— Begin Supplied information —
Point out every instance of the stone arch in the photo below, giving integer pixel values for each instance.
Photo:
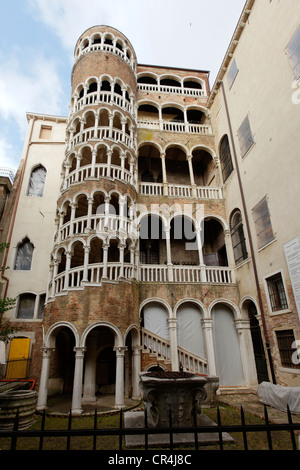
(119, 340)
(227, 343)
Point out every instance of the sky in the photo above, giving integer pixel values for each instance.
(37, 40)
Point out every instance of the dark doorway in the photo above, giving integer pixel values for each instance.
(258, 347)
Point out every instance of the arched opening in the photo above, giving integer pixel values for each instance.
(172, 114)
(101, 155)
(214, 249)
(225, 158)
(152, 241)
(148, 112)
(147, 80)
(189, 329)
(150, 168)
(184, 248)
(169, 81)
(238, 237)
(177, 168)
(24, 255)
(77, 258)
(257, 342)
(86, 156)
(227, 347)
(61, 376)
(37, 181)
(89, 120)
(154, 318)
(81, 206)
(100, 363)
(203, 167)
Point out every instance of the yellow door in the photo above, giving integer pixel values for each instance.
(18, 358)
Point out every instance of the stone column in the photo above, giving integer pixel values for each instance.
(68, 264)
(164, 173)
(43, 389)
(55, 270)
(136, 368)
(173, 343)
(77, 384)
(89, 388)
(86, 262)
(119, 394)
(208, 338)
(229, 251)
(169, 258)
(247, 353)
(105, 256)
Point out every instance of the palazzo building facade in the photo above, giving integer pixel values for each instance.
(153, 224)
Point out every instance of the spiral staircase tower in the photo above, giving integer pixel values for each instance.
(92, 289)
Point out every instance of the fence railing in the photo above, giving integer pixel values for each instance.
(267, 427)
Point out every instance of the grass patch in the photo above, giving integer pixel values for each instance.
(281, 440)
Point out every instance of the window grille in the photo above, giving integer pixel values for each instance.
(225, 158)
(262, 223)
(232, 73)
(238, 237)
(285, 340)
(245, 136)
(277, 293)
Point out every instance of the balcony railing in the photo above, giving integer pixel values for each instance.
(148, 87)
(100, 170)
(186, 274)
(159, 346)
(95, 273)
(102, 133)
(180, 190)
(106, 97)
(168, 126)
(96, 223)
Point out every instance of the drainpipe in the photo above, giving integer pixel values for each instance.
(15, 209)
(250, 240)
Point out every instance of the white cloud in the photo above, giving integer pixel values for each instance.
(193, 34)
(34, 89)
(9, 157)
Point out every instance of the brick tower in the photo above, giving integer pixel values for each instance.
(93, 296)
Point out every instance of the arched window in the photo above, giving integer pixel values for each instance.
(26, 305)
(24, 256)
(37, 181)
(238, 237)
(225, 158)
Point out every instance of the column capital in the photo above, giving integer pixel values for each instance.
(120, 350)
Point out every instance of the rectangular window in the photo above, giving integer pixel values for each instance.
(262, 223)
(293, 50)
(45, 132)
(286, 346)
(277, 293)
(232, 73)
(245, 136)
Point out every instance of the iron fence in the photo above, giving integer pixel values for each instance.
(267, 427)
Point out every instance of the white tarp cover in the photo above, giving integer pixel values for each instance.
(279, 396)
(227, 348)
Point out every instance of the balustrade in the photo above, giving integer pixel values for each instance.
(102, 133)
(159, 346)
(100, 170)
(99, 223)
(178, 127)
(170, 89)
(95, 273)
(180, 190)
(106, 97)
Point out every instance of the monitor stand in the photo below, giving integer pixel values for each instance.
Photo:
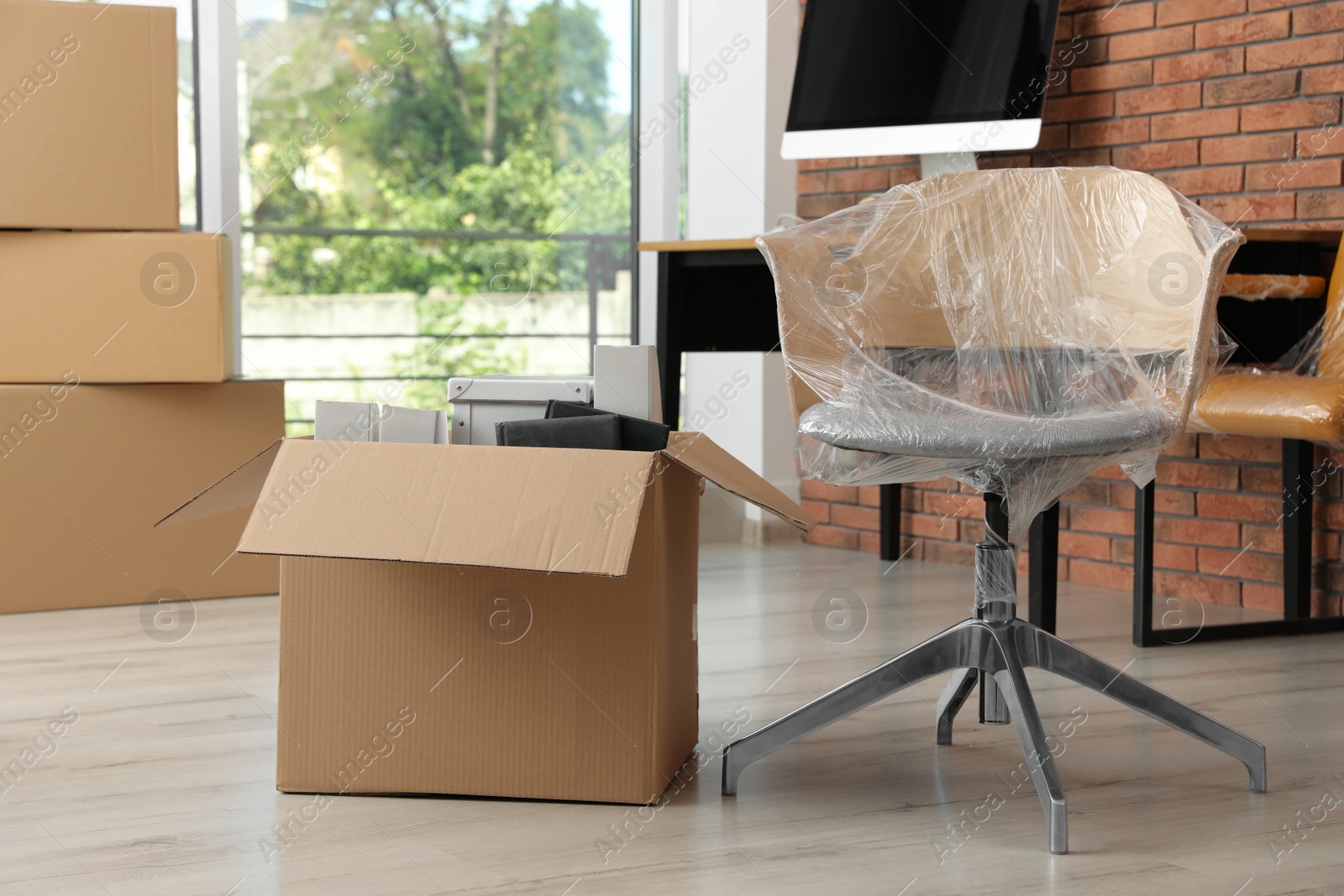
— End Supplied information —
> **Task directions**
Copy the entire listing above, switching each occurrence of "integer pixel values" to "whole-number pixel coordinates" and keeping everything else unchanged. Leave the pictures out of your copy.

> **Exercise answer**
Point out every instance of the stone arch in the photo below, giving whole-number pixel coordinates for each instance.
Photo:
(119, 340)
(227, 343)
Point out every instance of the sky in the photo above, giving whole-number pixel coordinates for each instance.
(37, 40)
Point out every instance of the dark doorway in the photo above, giving whole-number pixel coordinates for each instance.
(258, 347)
Point out every instance of the arched opening in the photo above, giving whole-number pixel coordinates for each instance.
(172, 114)
(101, 155)
(214, 249)
(225, 158)
(152, 241)
(148, 112)
(147, 80)
(189, 329)
(150, 168)
(184, 248)
(169, 81)
(238, 237)
(177, 168)
(24, 255)
(77, 258)
(257, 342)
(86, 156)
(227, 347)
(61, 376)
(37, 181)
(89, 120)
(154, 318)
(81, 206)
(100, 363)
(203, 167)
Point out every instance of the yellow door in the photo above, giving whole-number pixel coordinates for each instance.
(18, 358)
Point out every instance of the stone column in the photo above, giving whole-number pixel coordinates for each instance.
(68, 264)
(164, 173)
(43, 389)
(55, 270)
(136, 368)
(173, 343)
(77, 384)
(89, 388)
(86, 262)
(119, 394)
(208, 338)
(229, 251)
(169, 258)
(247, 353)
(105, 256)
Point out every instance of the palazzo building facade in the photo above, giving whole-number pixel coordinates for each instance.
(153, 224)
Point out every instance of the spiral staircase tower in the photo above, giving whole-number pixel coordinates for each instance.
(92, 289)
Point out every instance of the fence railing in the photo above, giving whole-number pixel coordinates for each instance.
(267, 427)
Point out every instance of the grass patch in the photo above, giving whole-number pixel coordinates for each instance.
(281, 440)
Point out every instance of the window grille in the photo above, giving whole-number pixel coordinates for each instance.
(225, 158)
(262, 223)
(232, 73)
(238, 237)
(285, 340)
(245, 136)
(277, 293)
Point out every instance of the balcony railing in the photo above, giving whole-number pixel coordinates for each instance.
(148, 87)
(100, 170)
(186, 274)
(159, 346)
(95, 273)
(102, 133)
(180, 190)
(106, 97)
(168, 126)
(96, 223)
Point out every instance of the drainpipe in the photo above, giving whole-number pixel coordinates for each instance.
(15, 209)
(250, 240)
Point out every instance of the white cloud in the photo above, giving whole-number pixel coordinates for each instance.
(193, 34)
(34, 89)
(9, 157)
Point out every instance of the brick tower in the photo above, giving whole-number pixel coordinates for each instance.
(93, 296)
Point out every instance of the arched window in the photo above, giving whole-number pixel coordinates for each instance.
(26, 305)
(24, 256)
(37, 181)
(238, 237)
(225, 158)
Point out every instance of the column capital in the photo above, giving whole-number pixel coordinates for each instance.
(120, 350)
Point out every instance of the rectangular window in the photo above, giving whole-number pixel coordinates for each instance.
(262, 223)
(293, 50)
(45, 132)
(286, 346)
(277, 293)
(232, 73)
(245, 136)
Point out every instance of the iron fence in the photo above, giving whole-number pixel coordinates for each instance.
(267, 427)
Point out every instance of the white tarp cover in the photo above, giving whole-number pixel coordinates for each instance.
(279, 396)
(227, 348)
Point out every instance of the balustrade in the photo above, giving whole-number pixel coordinates for each instance.
(102, 133)
(159, 346)
(100, 170)
(99, 223)
(178, 127)
(170, 89)
(95, 273)
(180, 190)
(106, 97)
Point out every instance of the monitor stand in the photo below, giving whole-number pixel coordinates for each instance.
Photo:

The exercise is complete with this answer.